>>>

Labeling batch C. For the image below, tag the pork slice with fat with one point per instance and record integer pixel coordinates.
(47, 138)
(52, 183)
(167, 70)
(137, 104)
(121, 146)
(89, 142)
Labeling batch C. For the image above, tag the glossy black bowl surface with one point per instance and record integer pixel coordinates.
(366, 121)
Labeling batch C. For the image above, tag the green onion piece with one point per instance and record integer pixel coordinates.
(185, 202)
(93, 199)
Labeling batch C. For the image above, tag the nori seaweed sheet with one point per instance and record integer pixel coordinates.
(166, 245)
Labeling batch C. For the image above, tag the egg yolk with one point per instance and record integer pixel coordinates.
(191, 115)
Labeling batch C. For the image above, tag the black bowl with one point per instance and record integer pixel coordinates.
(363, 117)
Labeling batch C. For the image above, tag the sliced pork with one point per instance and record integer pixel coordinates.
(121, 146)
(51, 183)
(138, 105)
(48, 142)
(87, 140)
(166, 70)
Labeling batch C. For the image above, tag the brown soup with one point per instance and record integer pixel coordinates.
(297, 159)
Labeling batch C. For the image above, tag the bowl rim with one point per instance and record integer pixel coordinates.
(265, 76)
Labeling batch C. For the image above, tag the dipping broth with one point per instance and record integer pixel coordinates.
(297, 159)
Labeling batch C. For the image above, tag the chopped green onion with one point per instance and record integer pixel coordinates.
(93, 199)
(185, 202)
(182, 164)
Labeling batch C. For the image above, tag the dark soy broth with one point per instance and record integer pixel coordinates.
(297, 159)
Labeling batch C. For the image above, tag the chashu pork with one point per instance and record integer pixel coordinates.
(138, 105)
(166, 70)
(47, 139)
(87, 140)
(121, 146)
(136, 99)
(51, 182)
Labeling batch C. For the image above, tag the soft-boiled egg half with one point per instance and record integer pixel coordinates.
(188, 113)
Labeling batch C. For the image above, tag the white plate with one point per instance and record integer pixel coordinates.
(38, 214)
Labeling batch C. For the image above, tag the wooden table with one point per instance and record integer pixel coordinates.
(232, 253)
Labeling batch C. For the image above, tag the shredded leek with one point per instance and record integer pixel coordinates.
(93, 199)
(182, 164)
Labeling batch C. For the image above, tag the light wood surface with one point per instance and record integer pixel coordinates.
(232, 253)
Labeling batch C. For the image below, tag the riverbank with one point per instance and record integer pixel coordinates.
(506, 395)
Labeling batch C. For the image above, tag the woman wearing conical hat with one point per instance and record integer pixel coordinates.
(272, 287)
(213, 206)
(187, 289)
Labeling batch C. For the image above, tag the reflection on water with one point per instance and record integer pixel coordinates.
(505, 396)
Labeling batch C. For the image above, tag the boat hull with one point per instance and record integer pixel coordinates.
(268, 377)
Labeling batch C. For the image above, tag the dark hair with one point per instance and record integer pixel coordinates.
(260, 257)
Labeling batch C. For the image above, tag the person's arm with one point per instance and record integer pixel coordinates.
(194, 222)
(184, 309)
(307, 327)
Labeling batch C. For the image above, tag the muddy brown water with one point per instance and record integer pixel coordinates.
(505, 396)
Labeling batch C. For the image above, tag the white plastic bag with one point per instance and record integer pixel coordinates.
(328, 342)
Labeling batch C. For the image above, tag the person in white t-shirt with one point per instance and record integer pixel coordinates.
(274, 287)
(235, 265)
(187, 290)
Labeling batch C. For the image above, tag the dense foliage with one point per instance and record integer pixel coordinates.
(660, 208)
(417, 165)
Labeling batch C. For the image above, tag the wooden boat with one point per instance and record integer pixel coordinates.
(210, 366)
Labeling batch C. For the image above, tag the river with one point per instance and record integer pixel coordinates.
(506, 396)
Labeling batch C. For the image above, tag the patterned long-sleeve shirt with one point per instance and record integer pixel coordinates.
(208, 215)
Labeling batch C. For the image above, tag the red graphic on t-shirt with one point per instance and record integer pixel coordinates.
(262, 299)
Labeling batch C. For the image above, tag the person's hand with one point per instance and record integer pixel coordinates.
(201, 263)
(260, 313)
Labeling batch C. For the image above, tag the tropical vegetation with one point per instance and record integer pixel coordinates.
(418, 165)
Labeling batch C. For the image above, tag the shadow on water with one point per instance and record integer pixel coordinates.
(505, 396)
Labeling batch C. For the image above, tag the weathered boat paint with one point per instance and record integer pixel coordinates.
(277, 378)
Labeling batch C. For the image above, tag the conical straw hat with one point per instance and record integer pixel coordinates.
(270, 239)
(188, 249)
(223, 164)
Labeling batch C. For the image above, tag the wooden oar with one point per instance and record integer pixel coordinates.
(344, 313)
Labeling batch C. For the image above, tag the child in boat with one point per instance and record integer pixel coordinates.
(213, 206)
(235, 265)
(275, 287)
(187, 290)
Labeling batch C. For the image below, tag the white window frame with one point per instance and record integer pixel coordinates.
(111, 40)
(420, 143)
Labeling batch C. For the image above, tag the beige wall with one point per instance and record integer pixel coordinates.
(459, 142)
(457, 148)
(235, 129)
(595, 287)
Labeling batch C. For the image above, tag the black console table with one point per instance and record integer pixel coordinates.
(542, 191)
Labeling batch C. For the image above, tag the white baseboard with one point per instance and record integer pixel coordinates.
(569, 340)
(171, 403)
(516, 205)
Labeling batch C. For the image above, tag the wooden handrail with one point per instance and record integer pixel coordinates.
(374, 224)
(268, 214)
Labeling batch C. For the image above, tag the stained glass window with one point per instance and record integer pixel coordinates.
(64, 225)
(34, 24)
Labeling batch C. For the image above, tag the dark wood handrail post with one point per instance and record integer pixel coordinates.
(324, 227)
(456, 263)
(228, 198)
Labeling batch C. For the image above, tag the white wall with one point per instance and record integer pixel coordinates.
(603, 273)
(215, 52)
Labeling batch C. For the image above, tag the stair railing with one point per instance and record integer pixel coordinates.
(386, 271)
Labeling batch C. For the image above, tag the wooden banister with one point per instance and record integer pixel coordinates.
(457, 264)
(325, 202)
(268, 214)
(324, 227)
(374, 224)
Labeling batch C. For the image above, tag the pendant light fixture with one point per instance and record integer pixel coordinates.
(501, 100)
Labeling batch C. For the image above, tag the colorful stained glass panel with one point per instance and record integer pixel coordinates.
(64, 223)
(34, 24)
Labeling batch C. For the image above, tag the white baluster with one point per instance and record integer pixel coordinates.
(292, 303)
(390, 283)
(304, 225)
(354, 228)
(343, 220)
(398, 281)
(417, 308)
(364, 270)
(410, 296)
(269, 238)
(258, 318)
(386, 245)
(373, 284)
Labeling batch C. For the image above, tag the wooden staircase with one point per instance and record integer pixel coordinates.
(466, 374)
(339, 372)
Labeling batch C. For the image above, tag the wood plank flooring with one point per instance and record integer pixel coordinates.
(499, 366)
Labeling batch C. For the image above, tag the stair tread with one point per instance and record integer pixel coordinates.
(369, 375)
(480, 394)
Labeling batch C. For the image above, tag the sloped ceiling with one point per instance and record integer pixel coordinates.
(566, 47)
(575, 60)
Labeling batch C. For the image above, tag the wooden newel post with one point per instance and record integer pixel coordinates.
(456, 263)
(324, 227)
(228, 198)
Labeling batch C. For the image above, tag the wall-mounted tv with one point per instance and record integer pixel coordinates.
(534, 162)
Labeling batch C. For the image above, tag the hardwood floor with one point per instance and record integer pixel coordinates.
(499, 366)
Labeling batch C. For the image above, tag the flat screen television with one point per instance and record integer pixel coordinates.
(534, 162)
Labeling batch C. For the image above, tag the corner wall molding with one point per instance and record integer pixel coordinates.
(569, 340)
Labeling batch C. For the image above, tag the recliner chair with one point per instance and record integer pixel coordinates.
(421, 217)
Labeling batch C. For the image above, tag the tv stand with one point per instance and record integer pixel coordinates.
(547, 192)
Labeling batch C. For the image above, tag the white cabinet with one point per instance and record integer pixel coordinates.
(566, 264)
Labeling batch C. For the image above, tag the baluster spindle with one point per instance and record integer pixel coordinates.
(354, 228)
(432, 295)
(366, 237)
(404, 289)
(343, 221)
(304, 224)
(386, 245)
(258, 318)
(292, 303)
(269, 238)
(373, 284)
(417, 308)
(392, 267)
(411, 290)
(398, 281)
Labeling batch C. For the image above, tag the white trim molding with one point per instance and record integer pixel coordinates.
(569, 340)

<<<

_Your objective_
Return exactly, and only, the line containing "Labeling batch C. For the image above, tag the wooden newel" and every line after it through the end of the material.

_Problem solution_
Labeling batch C. For the image above, tag the wooden newel post with one point per instance and record integer pixel coordinates.
(456, 263)
(324, 227)
(228, 198)
Labeling batch C. For the image above, tag the wall-mounted tv with one point per instance and record integer pixel coordinates.
(534, 162)
Labeling batch C. For the image above, tag the hardwood floor with one point per instance and record integer pixel coordinates.
(499, 366)
Labeling batch C. For the image above, tag the flat screen television with one point per instance and record integer pixel coordinates.
(534, 162)
Labeling batch C. For the image above, tag the corner wall molding with one point per instance and record integer pixel coordinates.
(569, 340)
Labeling batch C. For the image above, tag the recliner chair with one point per instance and record integer pixel coordinates.
(421, 217)
Labeling batch C. For the image above, tag the tv stand with one point per instance and record integer pixel coordinates.
(547, 192)
Labeling batch C. For the image above, tag the white cabinet with one point per instance and record integer pixel coordinates.
(566, 264)
Labeling batch C. For the image above, tag the baluster spindle with one point per instance and record integer pixel coordinates.
(354, 228)
(432, 295)
(366, 237)
(404, 289)
(343, 221)
(304, 224)
(386, 245)
(258, 318)
(292, 303)
(269, 238)
(373, 284)
(417, 308)
(392, 267)
(411, 290)
(398, 281)
Labeling batch C. For the image above, tag the white trim molding with one point per instance and record integer pixel coordinates.
(569, 340)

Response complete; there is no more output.